--- BEGIN Reading text ---

After a Phase 1 assessment, which is the initial screening for environmental impact, the project team will evaluate and select from 4 to 6 sites for consideration of a Phase 2 (an assessment that includes environmental sampling to determine if impacts exists). Assessment results may determine the need and extent of any cleanup or controls to prevent exposure to contamination. The City will provide cleanup and/or mitigation planning and cost estimates as part of the Phase II assessment.

The areas north of Old Town and along the Poudre River were historically used for several commercial and industrial purposes because they were located in the historical City center and along the river that provided convenient transportation and a source of power and water. These locations can carry a stigma of environmental impacts because of past uses that may have generated waste. This area contains desirable riverfront land, is adjacent to Old Town, and is already identified as ideal for infill development. Brownfield assessments can remove the stigma of environmental impacts or provide an opportunity for cleanup. Future Brownfield assessment or cleanup grants may be sought for other locations in the future.

--- END Reading text ---

Task list
1. In the brownfield assessment text, how many sites will the project team select for a Phase 2 assessment?
2. Return the stretch of the brownfield assessment text from "The areas north" through "in the future.".
3. Carry the brownfield assessment text forward from its final sentence.

--- BEGIN Raw records ---

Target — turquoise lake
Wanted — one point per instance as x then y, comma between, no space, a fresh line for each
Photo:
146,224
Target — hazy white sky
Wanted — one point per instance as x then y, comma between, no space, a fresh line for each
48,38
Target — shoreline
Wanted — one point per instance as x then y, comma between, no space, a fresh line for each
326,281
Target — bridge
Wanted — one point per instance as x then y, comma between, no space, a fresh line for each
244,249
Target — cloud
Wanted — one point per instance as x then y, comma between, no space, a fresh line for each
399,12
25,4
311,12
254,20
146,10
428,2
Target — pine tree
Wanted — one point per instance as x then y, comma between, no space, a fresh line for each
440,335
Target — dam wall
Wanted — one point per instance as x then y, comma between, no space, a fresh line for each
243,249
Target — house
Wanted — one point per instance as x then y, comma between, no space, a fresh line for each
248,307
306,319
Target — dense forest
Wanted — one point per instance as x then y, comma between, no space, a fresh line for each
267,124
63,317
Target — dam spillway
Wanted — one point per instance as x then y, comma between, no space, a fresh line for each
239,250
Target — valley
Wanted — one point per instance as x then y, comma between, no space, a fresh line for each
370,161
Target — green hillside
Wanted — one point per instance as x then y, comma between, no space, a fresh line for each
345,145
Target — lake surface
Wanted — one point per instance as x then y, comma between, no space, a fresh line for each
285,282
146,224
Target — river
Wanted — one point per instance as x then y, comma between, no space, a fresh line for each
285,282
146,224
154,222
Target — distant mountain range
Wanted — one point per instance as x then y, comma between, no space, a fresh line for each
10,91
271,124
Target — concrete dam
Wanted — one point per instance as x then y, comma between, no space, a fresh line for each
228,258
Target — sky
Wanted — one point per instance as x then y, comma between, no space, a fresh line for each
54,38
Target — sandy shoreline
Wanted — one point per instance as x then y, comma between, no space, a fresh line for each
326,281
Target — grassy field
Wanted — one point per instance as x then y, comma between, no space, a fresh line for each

--- END Raw records ---

Exercise responses
1. From 4 to 6 sites.

2.
The areas north of Old Town and along the Poudre River were historically used for several commercial and industrial purposes because they were located in the historical City center and along the river that provided convenient transportation and a source of power and water. These locations can carry a stigma of environmental impacts because of past uses that may have generated waste. This area contains desirable riverfront land, is adjacent to Old Town, and is already identified as ideal for infill development. Brownfield assessments can remove the stigma of environmental impacts or provide an opportunity for cleanup. Future Brownfield assessment or cleanup grants may be sought for other locations in the future.

3.
Through this project, in working with the EPA, the City of Fort Collins’ assessments can provide liability protection from future regulatory actions and assurance that assessed properties are not impacting the environment or public health.
Currently, there is a lack of inventory for developers in the Fort Collins market. However, as assessments are completed, and revitalization opportunities are identified, more inventory may become available.

Addressing any potential or perceived environmental issues can have significant impacts on the salability of a property. The assessments can help mitigate this by identifying whether environmental impacts exist or not, and if they do, to what degree. This information is vital for a property owner and a potential purchaser (developer) to come to a fair market value for the property. Absent this assessment, any educated purchaser will be extremely conservative and offer less than fair market value for the property.

Participation can determine if no impact exists, remove the negative stigma associated with it, and thereby increase the value of the property substantially. If an issue does exist, an environmental assessment under this program can provide liability protection, preliminary cleanup planning along with expected costs, and better enable lender support for redevelopment.

The process for cleanup or mitigation, if necessary, is highly dependent upon the results of the Phase 2 assessment and specific land use plans. Project specialists can assist property owners in determining what level of cleanup is required for their development and suggest cost efficient cleanup options as part of the Phase II assessment.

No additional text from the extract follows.